-- Exercise requirements --
Reproduce verbatim the final portion of the material below, from the line containing "lookup antenna on fuselage --output bbox" through its last line, and nothing else.

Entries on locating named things

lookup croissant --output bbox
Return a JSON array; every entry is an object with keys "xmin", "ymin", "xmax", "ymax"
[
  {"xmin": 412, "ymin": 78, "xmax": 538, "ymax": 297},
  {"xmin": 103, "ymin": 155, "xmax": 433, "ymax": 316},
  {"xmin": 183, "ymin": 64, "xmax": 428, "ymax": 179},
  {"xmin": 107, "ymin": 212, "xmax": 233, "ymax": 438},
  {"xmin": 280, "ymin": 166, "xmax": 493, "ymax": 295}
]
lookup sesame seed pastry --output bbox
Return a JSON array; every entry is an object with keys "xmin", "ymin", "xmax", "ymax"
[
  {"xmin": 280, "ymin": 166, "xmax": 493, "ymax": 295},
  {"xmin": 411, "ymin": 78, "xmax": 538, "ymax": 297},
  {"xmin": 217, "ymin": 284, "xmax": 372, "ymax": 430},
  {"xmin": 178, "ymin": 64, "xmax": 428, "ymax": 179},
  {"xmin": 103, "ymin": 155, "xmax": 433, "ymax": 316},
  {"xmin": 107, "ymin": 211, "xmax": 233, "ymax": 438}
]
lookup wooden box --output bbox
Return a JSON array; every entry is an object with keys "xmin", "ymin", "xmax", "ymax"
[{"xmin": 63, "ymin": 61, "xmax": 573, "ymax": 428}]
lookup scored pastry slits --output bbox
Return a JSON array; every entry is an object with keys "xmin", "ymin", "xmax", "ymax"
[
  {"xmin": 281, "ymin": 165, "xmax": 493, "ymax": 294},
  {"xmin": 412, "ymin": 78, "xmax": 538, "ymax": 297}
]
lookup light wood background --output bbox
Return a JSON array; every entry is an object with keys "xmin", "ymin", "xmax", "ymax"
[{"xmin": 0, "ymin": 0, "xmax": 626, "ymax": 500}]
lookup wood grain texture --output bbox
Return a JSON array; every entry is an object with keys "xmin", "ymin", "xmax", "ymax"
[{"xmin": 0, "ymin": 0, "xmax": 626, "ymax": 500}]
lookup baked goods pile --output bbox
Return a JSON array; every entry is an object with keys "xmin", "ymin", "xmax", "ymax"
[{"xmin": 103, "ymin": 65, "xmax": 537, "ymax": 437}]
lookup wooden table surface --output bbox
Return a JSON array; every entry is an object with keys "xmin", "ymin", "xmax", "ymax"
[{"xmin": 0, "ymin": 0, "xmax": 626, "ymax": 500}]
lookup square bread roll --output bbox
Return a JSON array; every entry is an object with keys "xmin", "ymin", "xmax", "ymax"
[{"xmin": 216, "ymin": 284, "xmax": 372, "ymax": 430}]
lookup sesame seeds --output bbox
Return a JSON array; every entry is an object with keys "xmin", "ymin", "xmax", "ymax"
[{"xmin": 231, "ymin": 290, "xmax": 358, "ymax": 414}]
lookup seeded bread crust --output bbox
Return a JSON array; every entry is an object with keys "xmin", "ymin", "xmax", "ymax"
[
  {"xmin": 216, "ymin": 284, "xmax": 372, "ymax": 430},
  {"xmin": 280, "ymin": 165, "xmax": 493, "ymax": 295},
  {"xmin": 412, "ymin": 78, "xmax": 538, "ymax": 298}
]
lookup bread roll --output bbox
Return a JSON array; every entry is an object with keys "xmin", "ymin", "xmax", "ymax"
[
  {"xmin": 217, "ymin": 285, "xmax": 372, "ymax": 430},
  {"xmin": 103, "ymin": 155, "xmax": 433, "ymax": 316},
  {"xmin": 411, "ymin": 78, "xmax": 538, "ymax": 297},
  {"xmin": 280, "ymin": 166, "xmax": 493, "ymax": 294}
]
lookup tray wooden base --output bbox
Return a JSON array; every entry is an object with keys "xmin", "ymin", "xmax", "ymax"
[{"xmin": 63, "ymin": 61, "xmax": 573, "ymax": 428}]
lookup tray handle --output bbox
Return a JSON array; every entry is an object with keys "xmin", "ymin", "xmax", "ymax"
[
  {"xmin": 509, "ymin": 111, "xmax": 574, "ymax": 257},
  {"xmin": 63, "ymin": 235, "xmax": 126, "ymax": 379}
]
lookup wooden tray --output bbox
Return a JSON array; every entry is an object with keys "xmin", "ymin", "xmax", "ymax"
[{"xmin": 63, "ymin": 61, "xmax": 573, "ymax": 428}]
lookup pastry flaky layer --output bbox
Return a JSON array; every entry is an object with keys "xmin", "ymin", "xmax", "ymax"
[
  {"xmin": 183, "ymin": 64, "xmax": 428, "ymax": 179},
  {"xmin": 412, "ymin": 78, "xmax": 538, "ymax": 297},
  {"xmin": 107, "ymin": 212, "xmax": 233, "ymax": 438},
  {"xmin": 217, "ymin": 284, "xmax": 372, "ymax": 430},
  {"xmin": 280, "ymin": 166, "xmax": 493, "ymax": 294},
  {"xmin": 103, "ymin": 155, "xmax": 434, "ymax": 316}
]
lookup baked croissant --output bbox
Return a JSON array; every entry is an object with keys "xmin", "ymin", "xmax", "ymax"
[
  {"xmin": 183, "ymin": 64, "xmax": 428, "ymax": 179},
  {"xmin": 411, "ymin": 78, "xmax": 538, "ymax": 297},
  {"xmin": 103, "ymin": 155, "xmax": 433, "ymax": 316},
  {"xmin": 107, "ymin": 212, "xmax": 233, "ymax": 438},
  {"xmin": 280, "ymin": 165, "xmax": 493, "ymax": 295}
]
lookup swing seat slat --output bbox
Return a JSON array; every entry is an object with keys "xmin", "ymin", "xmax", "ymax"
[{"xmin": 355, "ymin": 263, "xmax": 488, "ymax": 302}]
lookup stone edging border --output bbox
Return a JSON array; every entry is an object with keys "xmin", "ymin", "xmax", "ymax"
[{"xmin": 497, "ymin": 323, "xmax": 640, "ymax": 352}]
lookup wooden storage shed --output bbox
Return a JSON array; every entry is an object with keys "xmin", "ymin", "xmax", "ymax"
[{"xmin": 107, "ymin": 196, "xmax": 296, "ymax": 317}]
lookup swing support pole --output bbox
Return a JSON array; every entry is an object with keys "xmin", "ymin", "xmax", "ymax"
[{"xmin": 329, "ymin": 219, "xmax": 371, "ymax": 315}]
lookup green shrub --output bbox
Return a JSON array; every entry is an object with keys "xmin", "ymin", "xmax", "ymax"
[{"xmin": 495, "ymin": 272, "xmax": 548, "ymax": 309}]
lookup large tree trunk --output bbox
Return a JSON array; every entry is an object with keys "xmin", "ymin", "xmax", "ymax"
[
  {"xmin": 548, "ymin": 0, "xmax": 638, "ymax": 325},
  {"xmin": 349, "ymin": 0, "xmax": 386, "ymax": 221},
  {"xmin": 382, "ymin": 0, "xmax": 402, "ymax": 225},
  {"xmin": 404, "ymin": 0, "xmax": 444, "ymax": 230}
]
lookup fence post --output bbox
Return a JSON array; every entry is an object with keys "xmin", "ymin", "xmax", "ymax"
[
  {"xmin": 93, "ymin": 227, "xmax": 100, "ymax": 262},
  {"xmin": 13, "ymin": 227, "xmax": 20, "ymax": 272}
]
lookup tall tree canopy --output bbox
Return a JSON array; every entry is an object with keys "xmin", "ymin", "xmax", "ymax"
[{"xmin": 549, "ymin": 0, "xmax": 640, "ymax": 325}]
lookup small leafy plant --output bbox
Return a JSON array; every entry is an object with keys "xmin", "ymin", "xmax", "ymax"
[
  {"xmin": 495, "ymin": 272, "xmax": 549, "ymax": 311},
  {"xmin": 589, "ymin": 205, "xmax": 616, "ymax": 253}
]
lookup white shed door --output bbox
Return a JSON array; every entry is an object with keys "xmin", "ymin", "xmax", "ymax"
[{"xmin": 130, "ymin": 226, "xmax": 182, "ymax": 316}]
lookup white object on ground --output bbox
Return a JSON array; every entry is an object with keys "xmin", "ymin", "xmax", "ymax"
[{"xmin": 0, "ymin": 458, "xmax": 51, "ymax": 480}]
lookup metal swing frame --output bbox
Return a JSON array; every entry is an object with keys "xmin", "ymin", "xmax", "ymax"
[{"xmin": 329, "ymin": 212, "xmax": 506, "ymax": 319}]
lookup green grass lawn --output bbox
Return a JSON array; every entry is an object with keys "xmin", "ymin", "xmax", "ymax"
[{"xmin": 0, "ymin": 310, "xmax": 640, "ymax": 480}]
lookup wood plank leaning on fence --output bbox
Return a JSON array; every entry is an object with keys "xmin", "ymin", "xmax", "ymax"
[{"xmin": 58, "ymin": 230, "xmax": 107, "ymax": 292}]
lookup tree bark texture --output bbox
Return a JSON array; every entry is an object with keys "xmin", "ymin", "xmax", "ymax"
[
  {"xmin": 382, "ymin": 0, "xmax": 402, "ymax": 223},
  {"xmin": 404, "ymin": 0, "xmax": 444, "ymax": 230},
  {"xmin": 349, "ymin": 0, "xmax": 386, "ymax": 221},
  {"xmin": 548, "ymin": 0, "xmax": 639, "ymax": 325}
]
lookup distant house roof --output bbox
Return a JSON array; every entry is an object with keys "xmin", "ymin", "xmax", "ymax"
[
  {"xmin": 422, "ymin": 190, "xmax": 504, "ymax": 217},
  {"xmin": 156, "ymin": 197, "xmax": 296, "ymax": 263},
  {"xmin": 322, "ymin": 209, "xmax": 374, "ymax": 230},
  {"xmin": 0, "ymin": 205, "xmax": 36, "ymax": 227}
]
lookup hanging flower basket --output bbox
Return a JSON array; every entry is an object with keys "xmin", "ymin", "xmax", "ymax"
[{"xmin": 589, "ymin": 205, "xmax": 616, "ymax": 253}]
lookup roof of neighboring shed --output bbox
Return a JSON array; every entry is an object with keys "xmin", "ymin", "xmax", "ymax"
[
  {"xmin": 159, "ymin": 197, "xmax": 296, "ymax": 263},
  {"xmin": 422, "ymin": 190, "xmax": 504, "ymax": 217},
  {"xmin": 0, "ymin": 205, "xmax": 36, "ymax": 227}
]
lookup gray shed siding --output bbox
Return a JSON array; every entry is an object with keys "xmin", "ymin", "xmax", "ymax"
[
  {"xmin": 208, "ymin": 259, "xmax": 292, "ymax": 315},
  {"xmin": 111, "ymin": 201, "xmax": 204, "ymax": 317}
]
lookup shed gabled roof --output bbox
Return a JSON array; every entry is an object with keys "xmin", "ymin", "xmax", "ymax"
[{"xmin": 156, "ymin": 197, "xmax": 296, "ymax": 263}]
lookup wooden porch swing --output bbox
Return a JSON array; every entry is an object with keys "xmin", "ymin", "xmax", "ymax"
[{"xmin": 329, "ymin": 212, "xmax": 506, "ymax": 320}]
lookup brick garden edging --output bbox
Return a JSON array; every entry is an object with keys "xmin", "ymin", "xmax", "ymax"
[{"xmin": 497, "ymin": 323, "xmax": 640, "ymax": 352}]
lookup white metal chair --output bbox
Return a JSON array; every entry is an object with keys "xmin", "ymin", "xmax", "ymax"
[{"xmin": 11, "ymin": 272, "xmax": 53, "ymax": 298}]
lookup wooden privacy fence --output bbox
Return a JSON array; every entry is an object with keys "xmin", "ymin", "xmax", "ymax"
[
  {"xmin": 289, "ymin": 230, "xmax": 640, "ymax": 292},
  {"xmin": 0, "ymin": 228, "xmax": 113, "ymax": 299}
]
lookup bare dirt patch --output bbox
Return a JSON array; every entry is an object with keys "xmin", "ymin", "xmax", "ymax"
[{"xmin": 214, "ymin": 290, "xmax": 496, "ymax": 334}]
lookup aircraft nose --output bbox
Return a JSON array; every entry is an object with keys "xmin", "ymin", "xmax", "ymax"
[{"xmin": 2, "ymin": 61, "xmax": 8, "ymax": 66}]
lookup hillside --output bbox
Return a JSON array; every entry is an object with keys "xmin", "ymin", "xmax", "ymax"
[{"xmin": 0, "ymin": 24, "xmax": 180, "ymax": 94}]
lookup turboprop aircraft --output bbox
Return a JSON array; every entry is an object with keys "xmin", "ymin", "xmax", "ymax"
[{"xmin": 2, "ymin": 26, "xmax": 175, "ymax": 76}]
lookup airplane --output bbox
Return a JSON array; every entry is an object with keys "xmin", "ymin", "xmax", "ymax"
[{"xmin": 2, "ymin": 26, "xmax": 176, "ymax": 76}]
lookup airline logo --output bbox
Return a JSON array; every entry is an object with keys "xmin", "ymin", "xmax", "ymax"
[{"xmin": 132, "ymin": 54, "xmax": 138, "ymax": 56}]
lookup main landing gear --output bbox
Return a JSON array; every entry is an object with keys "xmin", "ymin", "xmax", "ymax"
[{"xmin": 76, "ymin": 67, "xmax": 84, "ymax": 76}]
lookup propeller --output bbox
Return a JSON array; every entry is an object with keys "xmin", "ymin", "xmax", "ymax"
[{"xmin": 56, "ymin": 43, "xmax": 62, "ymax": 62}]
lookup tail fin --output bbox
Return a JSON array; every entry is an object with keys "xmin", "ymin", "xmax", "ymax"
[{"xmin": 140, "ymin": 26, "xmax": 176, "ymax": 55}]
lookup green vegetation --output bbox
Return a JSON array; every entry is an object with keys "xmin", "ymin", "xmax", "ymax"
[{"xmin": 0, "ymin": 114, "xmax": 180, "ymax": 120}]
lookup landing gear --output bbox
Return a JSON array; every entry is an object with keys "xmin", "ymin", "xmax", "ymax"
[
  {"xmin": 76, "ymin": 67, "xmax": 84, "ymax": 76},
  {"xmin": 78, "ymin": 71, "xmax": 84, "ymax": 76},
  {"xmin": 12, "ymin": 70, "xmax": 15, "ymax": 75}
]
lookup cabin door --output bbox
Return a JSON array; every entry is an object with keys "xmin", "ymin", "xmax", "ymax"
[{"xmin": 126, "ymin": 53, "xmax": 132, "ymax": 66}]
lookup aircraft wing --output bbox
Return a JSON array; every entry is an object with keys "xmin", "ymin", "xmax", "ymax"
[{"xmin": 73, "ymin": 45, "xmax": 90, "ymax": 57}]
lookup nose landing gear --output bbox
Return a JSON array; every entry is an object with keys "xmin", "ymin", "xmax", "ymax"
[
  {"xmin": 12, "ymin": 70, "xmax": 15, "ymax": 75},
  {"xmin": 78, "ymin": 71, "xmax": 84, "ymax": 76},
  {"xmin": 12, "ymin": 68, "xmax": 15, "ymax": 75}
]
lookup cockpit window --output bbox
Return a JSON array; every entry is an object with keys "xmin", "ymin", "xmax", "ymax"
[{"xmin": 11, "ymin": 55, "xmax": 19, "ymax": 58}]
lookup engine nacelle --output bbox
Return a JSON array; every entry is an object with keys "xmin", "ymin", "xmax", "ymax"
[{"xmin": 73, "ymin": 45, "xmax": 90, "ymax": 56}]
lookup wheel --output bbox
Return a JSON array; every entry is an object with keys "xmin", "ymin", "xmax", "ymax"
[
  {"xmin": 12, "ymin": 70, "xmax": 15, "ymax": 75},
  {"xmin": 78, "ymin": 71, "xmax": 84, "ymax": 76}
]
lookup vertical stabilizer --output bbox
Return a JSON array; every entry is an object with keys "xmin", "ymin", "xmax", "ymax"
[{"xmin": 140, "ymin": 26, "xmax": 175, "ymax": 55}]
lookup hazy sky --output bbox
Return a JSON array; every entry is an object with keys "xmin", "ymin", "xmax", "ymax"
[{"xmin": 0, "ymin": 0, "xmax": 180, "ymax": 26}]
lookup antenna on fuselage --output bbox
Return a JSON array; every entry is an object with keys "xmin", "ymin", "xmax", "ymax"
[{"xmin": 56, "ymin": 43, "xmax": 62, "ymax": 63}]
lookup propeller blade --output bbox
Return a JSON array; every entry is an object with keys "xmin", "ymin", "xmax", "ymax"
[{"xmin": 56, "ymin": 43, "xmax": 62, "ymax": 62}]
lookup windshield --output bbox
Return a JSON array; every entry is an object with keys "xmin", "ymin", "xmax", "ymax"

-- Answer to the problem --
lookup antenna on fuselage --output bbox
Return a JSON array; every entry is an object with keys "xmin", "ymin", "xmax", "ymax"
[{"xmin": 56, "ymin": 43, "xmax": 62, "ymax": 63}]
lookup propeller blade --output bbox
Return a JSON array; every entry is an object with keys "xmin", "ymin", "xmax", "ymax"
[{"xmin": 56, "ymin": 43, "xmax": 62, "ymax": 62}]
lookup windshield --output bbox
Return a JSON array; every entry is an object with keys "xmin", "ymin", "xmax", "ymax"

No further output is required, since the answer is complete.